## THE EXERCISE:
Print the records below without changing a single character.

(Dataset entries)
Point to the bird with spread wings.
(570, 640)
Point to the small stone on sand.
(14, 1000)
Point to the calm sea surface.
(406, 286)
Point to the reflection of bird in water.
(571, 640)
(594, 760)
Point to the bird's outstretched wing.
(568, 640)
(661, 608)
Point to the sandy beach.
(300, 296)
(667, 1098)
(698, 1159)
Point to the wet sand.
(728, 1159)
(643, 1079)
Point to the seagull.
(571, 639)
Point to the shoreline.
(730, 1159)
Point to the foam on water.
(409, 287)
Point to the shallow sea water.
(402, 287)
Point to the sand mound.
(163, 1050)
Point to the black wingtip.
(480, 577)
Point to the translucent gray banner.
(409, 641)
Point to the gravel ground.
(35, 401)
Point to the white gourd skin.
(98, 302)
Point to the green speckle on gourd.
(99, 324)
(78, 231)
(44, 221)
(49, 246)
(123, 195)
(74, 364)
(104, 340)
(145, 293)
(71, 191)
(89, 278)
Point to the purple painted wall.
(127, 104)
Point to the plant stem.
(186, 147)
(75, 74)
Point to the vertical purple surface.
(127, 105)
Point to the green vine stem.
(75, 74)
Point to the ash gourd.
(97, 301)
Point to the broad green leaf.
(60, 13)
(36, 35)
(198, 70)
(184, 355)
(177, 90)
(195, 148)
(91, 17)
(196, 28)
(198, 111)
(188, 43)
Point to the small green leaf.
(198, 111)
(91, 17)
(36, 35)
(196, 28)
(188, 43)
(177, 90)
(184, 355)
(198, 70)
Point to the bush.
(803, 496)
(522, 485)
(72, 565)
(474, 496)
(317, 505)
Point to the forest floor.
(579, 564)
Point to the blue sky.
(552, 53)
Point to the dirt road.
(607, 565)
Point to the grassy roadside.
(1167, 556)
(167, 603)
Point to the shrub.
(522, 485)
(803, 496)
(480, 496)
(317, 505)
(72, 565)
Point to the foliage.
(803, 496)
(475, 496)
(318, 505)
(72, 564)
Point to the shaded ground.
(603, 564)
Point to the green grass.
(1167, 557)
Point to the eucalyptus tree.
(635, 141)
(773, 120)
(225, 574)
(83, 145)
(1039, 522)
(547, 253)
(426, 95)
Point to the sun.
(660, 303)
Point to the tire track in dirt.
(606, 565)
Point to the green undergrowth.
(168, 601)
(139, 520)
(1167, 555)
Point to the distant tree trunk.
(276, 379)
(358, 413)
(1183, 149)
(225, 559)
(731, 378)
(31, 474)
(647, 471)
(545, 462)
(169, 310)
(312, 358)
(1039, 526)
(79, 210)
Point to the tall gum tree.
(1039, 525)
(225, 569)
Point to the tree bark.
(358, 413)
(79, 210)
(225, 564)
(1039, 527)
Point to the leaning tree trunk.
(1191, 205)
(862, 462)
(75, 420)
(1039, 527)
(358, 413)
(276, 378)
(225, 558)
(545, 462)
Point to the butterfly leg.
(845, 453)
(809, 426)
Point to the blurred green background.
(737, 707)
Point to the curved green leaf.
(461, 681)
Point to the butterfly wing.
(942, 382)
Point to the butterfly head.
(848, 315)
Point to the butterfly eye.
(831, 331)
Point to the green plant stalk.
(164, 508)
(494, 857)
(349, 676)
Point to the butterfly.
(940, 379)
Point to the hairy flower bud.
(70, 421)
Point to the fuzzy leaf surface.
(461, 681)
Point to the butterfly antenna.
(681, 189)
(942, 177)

## RESPONSE FOR THIS EXERCISE:
Point to the bird with spread wings.
(570, 640)
Point to the small stone on sand.
(14, 1000)
Point to the calm sea surface.
(406, 286)
Point to the reflection of bird in water.
(571, 640)
(594, 760)
Point to the bird's outstretched wing.
(568, 640)
(661, 608)
Point to the sandy beach.
(300, 296)
(667, 1098)
(698, 1159)
Point to the wet sand.
(728, 1159)
(643, 1079)
Point to the seagull.
(571, 639)
Point to the shoreline.
(730, 1159)
Point to the foam on water.
(409, 287)
Point to the shallow sea water.
(402, 287)
Point to the sand mound.
(163, 1050)
Point to the black wingtip.
(480, 577)
Point to the translucent gray banner.
(409, 641)
Point to the gravel ground.
(35, 401)
Point to the white gourd skin.
(98, 302)
Point to the green speckle on gourd.
(99, 324)
(78, 231)
(44, 221)
(49, 246)
(123, 195)
(74, 364)
(104, 340)
(145, 293)
(71, 191)
(89, 278)
Point to the purple painted wall.
(127, 104)
Point to the plant stem.
(186, 147)
(75, 74)
Point to the vertical purple surface.
(127, 105)
Point to the green vine stem.
(75, 74)
Point to the ash gourd.
(97, 301)
Point to the broad green leaf.
(60, 13)
(36, 35)
(198, 70)
(184, 355)
(177, 90)
(195, 148)
(91, 17)
(196, 28)
(198, 111)
(188, 43)
Point to the small green leaf.
(198, 111)
(91, 17)
(36, 35)
(196, 28)
(188, 43)
(177, 90)
(184, 355)
(198, 70)
Point to the bush.
(803, 496)
(522, 485)
(72, 565)
(474, 496)
(317, 505)
Point to the forest floor.
(579, 564)
Point to the blue sky.
(552, 53)
Point to the dirt road.
(607, 565)
Point to the grassy roadside.
(1167, 556)
(167, 603)
Point to the shrub.
(522, 485)
(803, 496)
(480, 496)
(317, 505)
(72, 565)
Point to the foliage.
(803, 496)
(475, 496)
(318, 505)
(72, 564)
Point to the shaded ground.
(603, 564)
Point to the green grass.
(1167, 557)
Point to the eucalyptus tree.
(635, 141)
(773, 120)
(225, 574)
(83, 145)
(1039, 522)
(547, 253)
(426, 95)
Point to the sun.
(660, 303)
Point to the tire track in dirt.
(606, 565)
Point to the green undergrowth.
(168, 601)
(139, 520)
(1167, 555)
Point to the distant tree trunk.
(276, 379)
(358, 413)
(1183, 149)
(225, 559)
(731, 378)
(31, 474)
(647, 471)
(545, 462)
(169, 310)
(312, 358)
(1039, 526)
(79, 210)
Point to the tall gum tree.
(1039, 525)
(225, 569)
Point to the tree bark.
(358, 413)
(79, 210)
(225, 564)
(1039, 527)
Point to the leaning tree trunk.
(1191, 205)
(862, 462)
(75, 420)
(1039, 527)
(358, 413)
(276, 378)
(225, 558)
(545, 462)
Point to the butterfly leg.
(845, 453)
(809, 426)
Point to the blurred green background.
(737, 707)
Point to the curved green leaf.
(461, 681)
Point to the butterfly wing.
(942, 382)
Point to the butterfly head.
(848, 315)
Point to the butterfly eye.
(831, 331)
Point to the green plant stalk.
(164, 508)
(494, 857)
(349, 676)
Point to the butterfly.
(940, 379)
Point to the hairy flower bud.
(70, 421)
Point to the fuzzy leaf surface.
(461, 681)
Point to the butterfly antenna.
(681, 189)
(942, 177)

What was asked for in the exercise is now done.